_Dataset extract_:
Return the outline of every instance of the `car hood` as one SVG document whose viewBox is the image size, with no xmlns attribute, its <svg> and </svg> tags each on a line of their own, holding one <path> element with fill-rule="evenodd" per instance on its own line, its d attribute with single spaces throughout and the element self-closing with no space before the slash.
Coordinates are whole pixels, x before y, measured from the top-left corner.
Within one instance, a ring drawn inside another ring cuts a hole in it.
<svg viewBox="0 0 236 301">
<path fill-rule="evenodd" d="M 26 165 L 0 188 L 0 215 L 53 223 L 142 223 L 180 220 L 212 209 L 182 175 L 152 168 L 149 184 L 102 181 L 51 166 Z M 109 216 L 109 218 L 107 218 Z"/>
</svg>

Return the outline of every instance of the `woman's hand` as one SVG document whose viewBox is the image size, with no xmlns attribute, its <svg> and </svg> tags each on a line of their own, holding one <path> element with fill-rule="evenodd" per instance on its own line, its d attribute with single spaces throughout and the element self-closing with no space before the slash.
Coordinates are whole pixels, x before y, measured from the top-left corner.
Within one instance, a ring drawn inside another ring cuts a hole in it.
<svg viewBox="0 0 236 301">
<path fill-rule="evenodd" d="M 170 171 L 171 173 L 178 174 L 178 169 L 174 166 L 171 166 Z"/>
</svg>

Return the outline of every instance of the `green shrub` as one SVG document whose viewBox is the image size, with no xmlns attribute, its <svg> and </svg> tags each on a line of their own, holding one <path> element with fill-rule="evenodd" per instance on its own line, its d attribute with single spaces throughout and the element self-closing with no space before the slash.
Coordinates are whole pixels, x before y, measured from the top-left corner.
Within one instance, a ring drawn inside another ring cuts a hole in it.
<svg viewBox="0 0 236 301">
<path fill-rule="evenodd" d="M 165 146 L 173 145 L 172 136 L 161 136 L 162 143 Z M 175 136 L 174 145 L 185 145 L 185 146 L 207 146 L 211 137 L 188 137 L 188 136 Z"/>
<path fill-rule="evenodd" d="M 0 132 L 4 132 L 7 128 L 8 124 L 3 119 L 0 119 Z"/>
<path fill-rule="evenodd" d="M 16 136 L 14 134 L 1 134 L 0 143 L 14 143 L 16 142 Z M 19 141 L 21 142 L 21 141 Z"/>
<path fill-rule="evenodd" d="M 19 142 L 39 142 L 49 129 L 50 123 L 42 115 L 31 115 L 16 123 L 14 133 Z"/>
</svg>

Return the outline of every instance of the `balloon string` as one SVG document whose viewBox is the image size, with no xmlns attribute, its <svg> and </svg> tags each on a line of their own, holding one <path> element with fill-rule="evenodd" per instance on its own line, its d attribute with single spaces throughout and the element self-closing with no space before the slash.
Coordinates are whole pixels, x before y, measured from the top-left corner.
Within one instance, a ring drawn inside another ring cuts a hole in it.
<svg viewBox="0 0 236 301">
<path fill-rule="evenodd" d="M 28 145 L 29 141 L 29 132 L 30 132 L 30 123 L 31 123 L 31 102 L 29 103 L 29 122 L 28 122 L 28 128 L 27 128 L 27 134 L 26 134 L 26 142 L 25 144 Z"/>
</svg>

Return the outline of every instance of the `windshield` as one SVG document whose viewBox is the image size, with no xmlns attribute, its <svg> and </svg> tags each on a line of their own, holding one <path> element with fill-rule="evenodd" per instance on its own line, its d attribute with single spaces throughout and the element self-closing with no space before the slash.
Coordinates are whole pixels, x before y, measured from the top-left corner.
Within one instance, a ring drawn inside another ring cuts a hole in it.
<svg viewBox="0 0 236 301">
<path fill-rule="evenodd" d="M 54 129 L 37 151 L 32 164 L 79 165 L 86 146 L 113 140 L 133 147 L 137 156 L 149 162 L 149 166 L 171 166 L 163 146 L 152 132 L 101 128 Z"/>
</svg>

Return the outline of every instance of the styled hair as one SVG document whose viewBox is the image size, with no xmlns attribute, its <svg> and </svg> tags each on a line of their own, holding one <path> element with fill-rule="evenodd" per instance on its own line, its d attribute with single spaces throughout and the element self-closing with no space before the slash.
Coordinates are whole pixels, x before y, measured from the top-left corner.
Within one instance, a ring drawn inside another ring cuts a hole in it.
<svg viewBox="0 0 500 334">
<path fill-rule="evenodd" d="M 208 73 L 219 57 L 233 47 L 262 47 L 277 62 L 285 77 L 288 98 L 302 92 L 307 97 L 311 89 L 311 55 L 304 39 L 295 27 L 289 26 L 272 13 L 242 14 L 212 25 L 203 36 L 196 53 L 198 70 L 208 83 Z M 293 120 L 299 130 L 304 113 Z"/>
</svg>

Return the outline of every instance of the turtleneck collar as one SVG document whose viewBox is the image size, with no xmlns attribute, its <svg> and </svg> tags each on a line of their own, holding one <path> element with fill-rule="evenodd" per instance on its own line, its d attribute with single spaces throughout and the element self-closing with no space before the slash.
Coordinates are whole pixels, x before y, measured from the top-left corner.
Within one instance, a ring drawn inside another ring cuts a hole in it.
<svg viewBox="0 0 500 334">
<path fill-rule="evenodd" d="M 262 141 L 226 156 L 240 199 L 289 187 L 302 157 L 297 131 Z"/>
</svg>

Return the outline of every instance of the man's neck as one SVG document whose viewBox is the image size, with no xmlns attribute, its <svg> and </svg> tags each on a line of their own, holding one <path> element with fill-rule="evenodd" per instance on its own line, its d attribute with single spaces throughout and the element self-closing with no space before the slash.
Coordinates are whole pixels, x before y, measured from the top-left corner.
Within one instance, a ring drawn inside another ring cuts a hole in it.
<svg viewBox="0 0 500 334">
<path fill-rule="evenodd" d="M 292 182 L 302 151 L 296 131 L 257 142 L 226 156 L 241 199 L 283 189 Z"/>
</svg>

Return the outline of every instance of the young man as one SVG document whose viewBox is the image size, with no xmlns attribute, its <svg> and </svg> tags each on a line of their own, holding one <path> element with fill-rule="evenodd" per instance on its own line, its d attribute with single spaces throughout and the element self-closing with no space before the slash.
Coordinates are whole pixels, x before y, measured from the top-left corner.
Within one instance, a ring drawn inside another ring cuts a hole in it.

_Exercise objective_: Please give the records again exactly as they are.

_Result of this task_:
Return the outline of every instance of the `car hood` as one SVG document whose viewBox is the image size, with no xmlns attribute, its <svg> and </svg> tags each on a line of their own, holding one <path> element with fill-rule="evenodd" per instance on its own line, its d attribute with single spaces throughout and the element self-closing with no space before the slash.
Coordinates are whole pixels, x before y, measured from the top-left corner.
Within one instance, a ring drawn inside another ring cuts a hole in it.
<svg viewBox="0 0 236 301">
<path fill-rule="evenodd" d="M 26 165 L 0 188 L 0 215 L 53 223 L 142 223 L 180 220 L 212 209 L 182 175 L 152 168 L 149 184 L 102 181 L 51 166 Z M 109 216 L 109 218 L 107 218 Z"/>
</svg>

Return the outline of every instance of the `woman's hand` as one SVG document whose viewBox is the image size, with no xmlns attribute, its <svg> and </svg> tags each on a line of their own, holding one <path> element with fill-rule="evenodd" per instance on its own line, its d attribute with single spaces throughout and the element self-closing with no space before the slash.
Coordinates are whole pixels, x before y, measured from the top-left corner.
Within one instance, a ring drawn inside another ring cuts a hole in it.
<svg viewBox="0 0 236 301">
<path fill-rule="evenodd" d="M 170 171 L 171 173 L 178 174 L 178 169 L 174 166 L 171 166 Z"/>
</svg>

Return the outline of every instance of the `green shrub` as one SVG document whose viewBox is the image size, with no xmlns attribute, its <svg> and </svg> tags each on a line of their own, holding one <path> element with fill-rule="evenodd" per instance on its own line, its d attribute with single spaces throughout and the element self-closing with no space before the slash.
Coordinates are whole pixels, x before y, measured from the top-left corner.
Within one instance, a ring drawn inside another ring cuts a hole in it.
<svg viewBox="0 0 236 301">
<path fill-rule="evenodd" d="M 165 146 L 173 145 L 172 136 L 161 136 L 162 143 Z M 175 136 L 174 145 L 185 145 L 185 146 L 207 146 L 211 137 L 188 137 L 188 136 Z"/>
<path fill-rule="evenodd" d="M 0 132 L 4 132 L 7 128 L 8 124 L 3 119 L 0 119 Z"/>
<path fill-rule="evenodd" d="M 16 136 L 14 134 L 1 134 L 0 143 L 14 143 L 16 142 Z M 19 141 L 21 142 L 21 141 Z"/>
<path fill-rule="evenodd" d="M 19 142 L 39 142 L 49 129 L 50 123 L 42 115 L 31 115 L 16 123 L 14 133 Z"/>
</svg>

Return the outline of every instance of the `balloon string` as one SVG document whose viewBox is the image size, with no xmlns attribute, its <svg> and </svg> tags each on a line of their own, holding one <path> element with fill-rule="evenodd" per instance on its own line, its d attribute with single spaces throughout and the element self-closing with no space before the slash.
Coordinates are whole pixels, x before y, measured from the top-left corner.
Within one instance, a ring drawn inside another ring cuts a hole in it.
<svg viewBox="0 0 236 301">
<path fill-rule="evenodd" d="M 28 145 L 29 141 L 29 132 L 30 132 L 30 123 L 31 123 L 31 102 L 29 103 L 29 122 L 28 122 L 28 128 L 27 128 L 27 134 L 26 134 L 26 142 L 25 144 Z"/>
</svg>

Return the outline of every instance of the `windshield` as one SVG document whose viewBox is the image size, with no xmlns attribute, its <svg> and </svg> tags each on a line of their own, holding one <path> element with fill-rule="evenodd" per instance on its own line, its d attribute with single spaces throughout and the element self-closing with no space before the slash.
Coordinates are whole pixels, x before y, measured from the top-left corner.
Within one instance, a ring drawn inside another ring cuts a hole in it.
<svg viewBox="0 0 236 301">
<path fill-rule="evenodd" d="M 54 129 L 37 151 L 32 164 L 79 165 L 86 146 L 113 140 L 133 147 L 137 156 L 149 162 L 149 166 L 171 166 L 163 146 L 152 132 L 101 128 Z"/>
</svg>

Return the outline of every instance of the styled hair as one SVG document whose viewBox is the image size, with no xmlns attribute, its <svg> and </svg> tags each on a line of their own, holding one <path> element with fill-rule="evenodd" per instance on its own line, its d attribute with single spaces throughout and the element self-closing with no space before the slash.
Coordinates are whole pixels, x before y, measured from the top-left corner.
Within one instance, a ring drawn inside another ring cuts a hole in it.
<svg viewBox="0 0 500 334">
<path fill-rule="evenodd" d="M 208 73 L 219 57 L 233 47 L 262 47 L 277 62 L 285 77 L 288 98 L 302 92 L 307 97 L 311 89 L 311 55 L 304 39 L 295 27 L 289 26 L 272 13 L 242 14 L 212 25 L 203 36 L 196 53 L 198 70 L 208 83 Z M 293 120 L 299 130 L 304 113 Z"/>
</svg>

Return the outline of every instance of the turtleneck collar as one SVG document whose viewBox is the image size, with no xmlns attribute, its <svg> and </svg> tags each on a line of their own, holding one <path> element with fill-rule="evenodd" per instance on its own line, its d attribute with single spaces throughout and the element self-closing with no space before the slash.
Coordinates are whole pixels, x before y, measured from the top-left corner.
Within one instance, a ring drawn inside another ring cuts a hole in it.
<svg viewBox="0 0 500 334">
<path fill-rule="evenodd" d="M 262 141 L 226 156 L 240 199 L 289 187 L 302 157 L 297 131 Z"/>
</svg>

Return the outline of every instance of the man's neck as one SVG document whose viewBox is the image size, with no xmlns attribute, its <svg> and </svg> tags each on a line of their own, holding one <path> element with fill-rule="evenodd" per instance on its own line, its d attribute with single spaces throughout and the element self-closing with no space before the slash.
Coordinates are whole pixels, x before y, measured from the top-left corner.
Within one instance, a ring drawn inside another ring cuts a hole in it.
<svg viewBox="0 0 500 334">
<path fill-rule="evenodd" d="M 292 182 L 302 151 L 296 131 L 257 142 L 226 156 L 241 199 L 283 189 Z"/>
</svg>

Return the outline of every instance of the young man as one SVG document whose viewBox is the image size, with no xmlns attribute, its <svg> and </svg> tags each on a line of their own, holding one <path> element with fill-rule="evenodd" per instance on its own line, its d attribute with single spaces throughout and the element self-closing with no space before the slash.
Coordinates are whole pixels, x before y, measured from the top-left corner.
Within one instance, a ring drawn inside another ring cuts a hole in it.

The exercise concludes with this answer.